# [COSA FARE]
Aggiorna l'elenco riscrivendolo con "white sneakers" al posto di "blue jeans" e lasciando invariato tutto il resto.

━━━━━━

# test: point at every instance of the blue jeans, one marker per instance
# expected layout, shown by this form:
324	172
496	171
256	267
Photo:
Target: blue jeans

━━━━━━

# [RISPOSTA]
# test: point at every instance of the white sneakers, one marker per instance
# expected layout, shown by this form:
324	172
496	171
256	267
Photo:
Target: white sneakers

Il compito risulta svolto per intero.